> Your task
Rename "roof gutter" as "rain gutter" in the stretch from the line containing "Target: brick wainscot" through the end of the records, and write out that stretch with all else unchanged.

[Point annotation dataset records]
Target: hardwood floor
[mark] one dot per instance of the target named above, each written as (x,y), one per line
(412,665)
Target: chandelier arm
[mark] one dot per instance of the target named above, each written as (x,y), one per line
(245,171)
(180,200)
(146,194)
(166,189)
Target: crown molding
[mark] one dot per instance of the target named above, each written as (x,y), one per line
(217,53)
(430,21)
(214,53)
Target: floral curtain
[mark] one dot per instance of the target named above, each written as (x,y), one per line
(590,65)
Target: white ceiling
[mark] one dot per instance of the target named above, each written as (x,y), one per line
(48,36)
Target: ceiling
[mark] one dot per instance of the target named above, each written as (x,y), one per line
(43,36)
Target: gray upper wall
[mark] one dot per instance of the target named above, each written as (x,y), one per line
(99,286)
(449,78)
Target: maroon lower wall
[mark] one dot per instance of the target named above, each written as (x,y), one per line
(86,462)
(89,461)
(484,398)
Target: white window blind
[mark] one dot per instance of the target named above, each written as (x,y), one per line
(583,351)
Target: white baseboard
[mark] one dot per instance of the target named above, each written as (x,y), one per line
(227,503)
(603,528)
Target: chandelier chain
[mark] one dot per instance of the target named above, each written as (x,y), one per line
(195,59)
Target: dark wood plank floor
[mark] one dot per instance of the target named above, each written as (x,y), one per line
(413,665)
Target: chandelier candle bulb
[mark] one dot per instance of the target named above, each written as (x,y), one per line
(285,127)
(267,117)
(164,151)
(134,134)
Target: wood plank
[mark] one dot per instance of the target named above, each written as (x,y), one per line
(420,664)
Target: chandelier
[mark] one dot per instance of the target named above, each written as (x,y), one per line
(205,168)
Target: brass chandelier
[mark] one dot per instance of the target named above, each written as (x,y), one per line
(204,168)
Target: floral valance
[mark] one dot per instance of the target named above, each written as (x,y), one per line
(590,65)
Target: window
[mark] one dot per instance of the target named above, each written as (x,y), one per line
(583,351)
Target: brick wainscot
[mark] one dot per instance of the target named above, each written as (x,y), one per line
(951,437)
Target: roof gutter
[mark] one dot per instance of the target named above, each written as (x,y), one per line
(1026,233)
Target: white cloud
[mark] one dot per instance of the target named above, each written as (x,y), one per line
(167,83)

> Output below
Target: brick wainscot
[mark] one dot per instance of the target named above, each written as (x,y), one per line
(951,437)
Target: rain gutter
[mark] one dot per instance of the target named above, each written as (x,y), one per line
(1026,233)
Target: white cloud
[mark] one dot per instance of the target named above, each written as (x,y), one per line
(167,83)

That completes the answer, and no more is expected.